Convert every line of the records below into a numbered list, skipping blank lines and leaving the pictures out.
-------- Exercise material
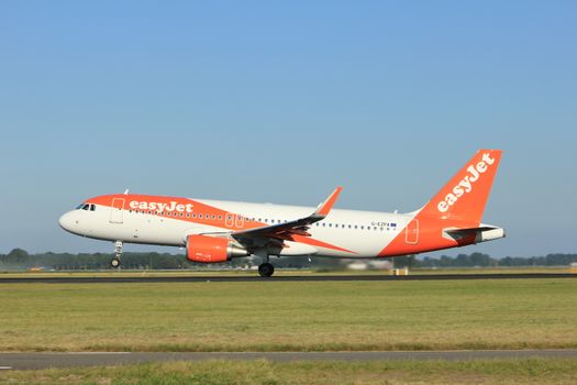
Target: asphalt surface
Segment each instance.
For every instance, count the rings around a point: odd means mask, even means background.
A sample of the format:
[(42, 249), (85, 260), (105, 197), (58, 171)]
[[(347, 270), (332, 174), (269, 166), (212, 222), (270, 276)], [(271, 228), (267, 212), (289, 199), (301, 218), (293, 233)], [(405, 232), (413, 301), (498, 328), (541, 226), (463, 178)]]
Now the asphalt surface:
[(390, 360), (491, 360), (491, 359), (576, 359), (577, 349), (567, 350), (477, 350), (434, 352), (214, 352), (214, 353), (0, 353), (0, 371), (48, 367), (113, 366), (166, 361), (268, 360), (291, 361), (390, 361)]
[(258, 275), (241, 276), (132, 276), (132, 277), (0, 277), (0, 284), (104, 284), (104, 283), (189, 283), (189, 282), (326, 282), (326, 280), (447, 280), (447, 279), (531, 279), (577, 278), (577, 274), (529, 273), (529, 274), (431, 274), (431, 275), (296, 275), (263, 278)]

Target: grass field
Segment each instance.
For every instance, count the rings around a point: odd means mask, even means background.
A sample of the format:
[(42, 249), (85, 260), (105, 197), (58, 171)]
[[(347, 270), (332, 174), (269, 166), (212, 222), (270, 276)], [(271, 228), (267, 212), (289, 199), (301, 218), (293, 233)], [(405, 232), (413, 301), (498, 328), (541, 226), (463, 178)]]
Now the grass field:
[(577, 348), (577, 279), (0, 285), (1, 351)]
[[(413, 268), (410, 275), (435, 275), (435, 274), (546, 274), (546, 273), (569, 273), (569, 267), (459, 267), (459, 268)], [(314, 270), (277, 270), (275, 276), (306, 276), (306, 275), (391, 275), (391, 271), (314, 271)], [(202, 271), (67, 271), (67, 272), (2, 272), (0, 271), (0, 279), (2, 278), (45, 278), (45, 277), (166, 277), (166, 276), (258, 276), (256, 271), (249, 270), (202, 270)]]
[(176, 362), (0, 372), (9, 384), (575, 384), (577, 360)]

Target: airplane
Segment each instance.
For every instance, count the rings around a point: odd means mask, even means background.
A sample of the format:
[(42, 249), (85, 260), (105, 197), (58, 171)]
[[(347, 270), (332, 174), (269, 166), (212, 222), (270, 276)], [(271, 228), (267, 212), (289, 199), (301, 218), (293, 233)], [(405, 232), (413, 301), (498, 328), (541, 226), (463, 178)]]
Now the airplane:
[(333, 209), (337, 187), (317, 209), (271, 204), (129, 194), (90, 198), (59, 219), (77, 235), (114, 242), (112, 267), (124, 243), (179, 246), (192, 262), (223, 263), (256, 255), (258, 274), (270, 277), (270, 256), (370, 258), (461, 248), (504, 238), (481, 223), (501, 158), (479, 150), (421, 209), (376, 212)]

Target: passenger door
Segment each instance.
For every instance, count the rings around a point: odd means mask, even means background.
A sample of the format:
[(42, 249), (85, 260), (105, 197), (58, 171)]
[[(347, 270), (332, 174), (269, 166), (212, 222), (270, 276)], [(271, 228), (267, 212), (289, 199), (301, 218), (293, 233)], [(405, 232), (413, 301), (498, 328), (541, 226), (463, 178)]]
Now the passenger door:
[(113, 198), (110, 208), (110, 223), (122, 223), (124, 210), (124, 198)]

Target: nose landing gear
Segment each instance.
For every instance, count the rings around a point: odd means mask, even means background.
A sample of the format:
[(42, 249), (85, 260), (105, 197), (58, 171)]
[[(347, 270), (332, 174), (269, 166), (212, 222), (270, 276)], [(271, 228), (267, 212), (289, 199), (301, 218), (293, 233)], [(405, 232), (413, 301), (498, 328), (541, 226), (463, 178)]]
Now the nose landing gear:
[(114, 257), (110, 261), (110, 266), (113, 268), (119, 268), (121, 256), (122, 256), (122, 241), (116, 241), (114, 243)]

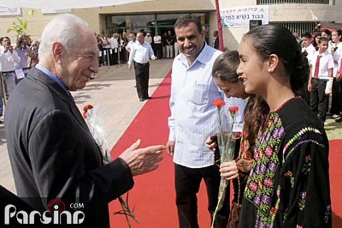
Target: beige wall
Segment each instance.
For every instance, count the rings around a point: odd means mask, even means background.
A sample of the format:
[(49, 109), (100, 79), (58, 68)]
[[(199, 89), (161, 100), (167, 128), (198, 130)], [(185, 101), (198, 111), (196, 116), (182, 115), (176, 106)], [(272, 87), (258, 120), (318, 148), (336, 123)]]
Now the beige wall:
[[(255, 5), (256, 0), (219, 0), (220, 7), (225, 8), (237, 6)], [(332, 2), (333, 0), (331, 0)], [(126, 5), (82, 10), (73, 10), (72, 13), (84, 19), (94, 31), (100, 32), (105, 30), (105, 15), (108, 14), (125, 14), (139, 13), (153, 13), (156, 12), (189, 12), (211, 11), (210, 30), (212, 32), (217, 29), (215, 12), (215, 0), (157, 0), (137, 2)], [(310, 21), (312, 16), (308, 7), (321, 21), (342, 22), (342, 0), (335, 1), (334, 5), (284, 4), (270, 5), (269, 19), (271, 21)], [(22, 10), (23, 15), (26, 16), (28, 9)], [(34, 39), (39, 39), (47, 22), (55, 15), (54, 14), (42, 14), (40, 10), (35, 10), (34, 15), (29, 22), (28, 31)], [(0, 31), (1, 34), (6, 34), (6, 31), (15, 17), (0, 16)], [(224, 45), (230, 49), (236, 49), (241, 38), (248, 30), (248, 28), (224, 29)], [(10, 33), (14, 38), (15, 34)], [(210, 42), (212, 40), (211, 39)]]

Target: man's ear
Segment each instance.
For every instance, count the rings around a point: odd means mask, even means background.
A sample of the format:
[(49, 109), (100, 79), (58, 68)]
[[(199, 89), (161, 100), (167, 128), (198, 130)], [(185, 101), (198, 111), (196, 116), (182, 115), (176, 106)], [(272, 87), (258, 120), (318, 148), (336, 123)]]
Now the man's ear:
[(65, 51), (63, 45), (60, 42), (54, 42), (52, 44), (52, 58), (57, 64), (61, 64), (62, 56)]

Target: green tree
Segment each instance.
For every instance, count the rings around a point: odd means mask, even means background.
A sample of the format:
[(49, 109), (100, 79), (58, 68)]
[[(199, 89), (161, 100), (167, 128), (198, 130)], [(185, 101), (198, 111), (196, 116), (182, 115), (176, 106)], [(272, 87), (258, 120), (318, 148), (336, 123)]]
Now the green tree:
[(11, 23), (11, 27), (7, 29), (7, 33), (14, 31), (18, 34), (22, 34), (28, 36), (26, 29), (27, 28), (27, 23), (31, 17), (33, 15), (35, 11), (30, 10), (27, 12), (26, 18), (20, 19), (18, 16), (16, 17), (16, 20)]

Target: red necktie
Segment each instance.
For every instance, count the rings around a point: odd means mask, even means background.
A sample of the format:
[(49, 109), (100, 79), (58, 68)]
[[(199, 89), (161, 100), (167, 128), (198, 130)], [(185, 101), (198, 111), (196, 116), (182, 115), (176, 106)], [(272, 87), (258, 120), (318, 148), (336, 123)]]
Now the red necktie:
[(315, 66), (315, 72), (314, 72), (314, 78), (317, 78), (318, 77), (318, 72), (319, 70), (319, 61), (321, 57), (321, 55), (318, 55), (317, 56), (316, 65)]
[(341, 59), (341, 62), (340, 64), (340, 70), (339, 71), (339, 73), (340, 75), (342, 75), (342, 59)]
----------------
▶ [The output]
1. Target: asphalt surface
2. Segment each instance.
3. For every instance, count the rings around a point: odd means mask, even means background.
4. A sample of the format:
5. [(42, 249), (85, 260), (105, 197), (58, 171)]
6. [[(347, 270), (332, 174), (269, 166), (212, 222), (270, 276)], [(271, 228), (267, 212), (289, 199), (301, 218), (293, 233)], [(405, 232), (413, 301), (498, 328), (541, 226), (463, 178)]]
7. Now the asphalt surface:
8. [(390, 360), (491, 360), (491, 359), (576, 359), (577, 349), (567, 350), (477, 350), (434, 352), (214, 352), (214, 353), (0, 353), (0, 371), (48, 367), (113, 366), (166, 361), (268, 360), (291, 361), (390, 361)]
9. [(258, 275), (241, 276), (132, 276), (132, 277), (0, 277), (0, 284), (104, 284), (104, 283), (189, 283), (189, 282), (326, 282), (326, 280), (447, 280), (447, 279), (531, 279), (577, 278), (577, 274), (529, 273), (529, 274), (431, 274), (431, 275), (296, 275), (263, 278)]
10. Target: grass field
11. Segment each instance.
12. For every instance, count the rings around a point: odd means mask, even means background.
13. A sample of the format:
14. [(42, 249), (85, 260), (105, 197), (58, 171)]
15. [[(347, 270), (332, 174), (269, 166), (212, 222), (270, 276)], [(271, 228), (267, 212), (289, 199), (301, 218), (293, 233)], [(405, 232), (413, 301), (498, 328), (541, 226), (463, 178)]]
16. Now the grass field:
17. [(577, 348), (577, 279), (0, 285), (1, 351)]
18. [[(413, 268), (410, 275), (435, 275), (435, 274), (546, 274), (546, 273), (569, 273), (569, 267), (459, 267), (459, 268)], [(314, 270), (277, 270), (275, 276), (306, 276), (306, 275), (391, 275), (391, 271), (314, 271)], [(202, 271), (67, 271), (67, 272), (2, 272), (0, 271), (0, 279), (2, 278), (45, 278), (45, 277), (166, 277), (166, 276), (258, 276), (256, 271), (249, 270), (202, 270)]]
19. [(176, 362), (0, 372), (9, 384), (575, 384), (577, 360)]
20. Target: airplane
21. Segment each instance.
22. For every instance, count the rings around a point: odd means mask, even means background.
23. A sample of the format:
24. [(42, 249), (85, 260), (105, 197), (58, 171)]
25. [[(347, 270), (332, 174), (269, 166), (212, 222), (270, 276)], [(271, 228), (267, 212), (289, 199), (301, 218), (293, 233)], [(405, 232), (413, 301), (498, 328), (541, 226), (463, 178)]]
26. Now the airplane:
27. [(333, 209), (337, 187), (317, 209), (271, 204), (129, 194), (90, 198), (59, 219), (77, 235), (114, 242), (112, 267), (124, 243), (179, 246), (192, 262), (223, 263), (256, 255), (258, 274), (270, 277), (270, 256), (370, 258), (461, 248), (504, 238), (481, 223), (501, 158), (479, 150), (421, 209), (376, 212)]
28. Target: passenger door
29. Segment each instance.
30. For every instance, count the rings around a point: odd means mask, even means background.
31. A sample of the format:
32. [(42, 249), (85, 260), (105, 197), (58, 171)]
33. [[(347, 270), (332, 174), (269, 166), (212, 222), (270, 276)], [(271, 228), (267, 212), (289, 199), (301, 218), (293, 233)], [(405, 232), (413, 301), (498, 328), (541, 226), (463, 178)]]
34. Now the passenger door:
35. [(113, 198), (110, 208), (110, 223), (122, 223), (124, 210), (124, 198)]
36. Target: nose landing gear
37. Segment each instance.
38. For every instance, count the rings around a point: odd means mask, even means background.
39. A sample of the format:
40. [(42, 249), (85, 260), (105, 197), (58, 171)]
41. [[(347, 270), (332, 174), (269, 166), (212, 222), (270, 276)], [(271, 228), (267, 212), (289, 199), (301, 218), (293, 233)], [(405, 232), (413, 301), (498, 328), (541, 226), (463, 178)]]
42. Now the nose landing gear:
43. [(114, 257), (110, 261), (110, 266), (113, 268), (119, 268), (121, 256), (122, 256), (122, 241), (116, 241), (114, 243)]
44. Target: beige wall
45. Segment each instance.
46. For every instance, count the rings around a point: odd means mask, even means background.
47. A sample of the format:
48. [(49, 109), (100, 79), (58, 68)]
49. [[(199, 89), (161, 100), (167, 128), (198, 130)], [(185, 101), (198, 111), (196, 116), (182, 115), (176, 106)], [(272, 87), (258, 120), (318, 148), (336, 123)]]
50. Now the beige wall:
51. [[(255, 5), (256, 0), (219, 0), (220, 7), (225, 8), (237, 6)], [(332, 2), (333, 0), (331, 0)], [(126, 5), (82, 10), (73, 10), (72, 13), (84, 19), (94, 31), (100, 32), (105, 30), (105, 15), (108, 14), (125, 14), (139, 13), (153, 13), (156, 12), (189, 12), (211, 11), (210, 30), (212, 32), (217, 29), (215, 12), (215, 0), (157, 0), (137, 2)], [(310, 21), (312, 16), (308, 7), (321, 21), (342, 22), (342, 0), (335, 1), (334, 5), (284, 4), (270, 5), (269, 19), (271, 21)], [(22, 10), (23, 15), (26, 16), (28, 9)], [(34, 39), (39, 39), (47, 22), (55, 15), (54, 14), (42, 14), (40, 10), (35, 10), (34, 15), (29, 22), (28, 31)], [(0, 31), (1, 34), (6, 34), (6, 31), (15, 17), (0, 16)], [(224, 45), (230, 49), (236, 49), (241, 38), (248, 30), (248, 28), (224, 29)], [(10, 33), (14, 38), (15, 34)], [(210, 42), (212, 40), (211, 39)]]
52. Target: man's ear
53. Segment each instance.
54. For every instance, count the rings around a point: odd means mask, even means background.
55. A sample of the format:
56. [(49, 109), (100, 79), (58, 68)]
57. [[(199, 89), (161, 100), (167, 128), (198, 130)], [(185, 101), (198, 111), (196, 116), (182, 115), (176, 106)], [(272, 87), (258, 120), (318, 148), (336, 123)]]
58. Now the man's ear:
59. [(65, 51), (63, 45), (60, 42), (54, 42), (52, 44), (52, 58), (57, 64), (61, 64), (62, 56)]
60. Target: green tree
61. Segment each instance.
62. For every instance, count the rings around a point: odd means mask, even means background.
63. A sample of the format:
64. [(49, 109), (100, 79), (58, 68)]
65. [[(199, 89), (161, 100), (167, 128), (198, 130)], [(185, 101), (198, 111), (196, 116), (182, 115), (176, 106)], [(272, 87), (258, 120), (318, 148), (336, 123)]]
66. Now the green tree:
67. [(11, 23), (11, 27), (7, 29), (7, 33), (14, 31), (18, 34), (22, 34), (28, 36), (26, 29), (27, 28), (27, 23), (31, 17), (33, 15), (35, 11), (30, 10), (27, 12), (26, 18), (20, 19), (18, 16), (16, 17), (16, 20)]
68. Target: red necktie
69. Segment each instance.
70. For every instance, count the rings around a point: odd means mask, even means background.
71. A sample of the format:
72. [(49, 109), (100, 79), (58, 68)]
73. [[(199, 89), (161, 100), (167, 128), (198, 130)], [(185, 101), (198, 111), (196, 116), (182, 115), (176, 106)], [(272, 87), (258, 120), (318, 148), (336, 123)]]
74. Now the red necktie:
75. [(315, 66), (315, 72), (314, 72), (314, 78), (317, 78), (318, 77), (318, 72), (319, 70), (319, 61), (321, 57), (321, 55), (318, 55), (317, 56), (316, 65)]
76. [(341, 59), (341, 62), (340, 64), (340, 70), (339, 71), (339, 73), (340, 75), (342, 75), (342, 59)]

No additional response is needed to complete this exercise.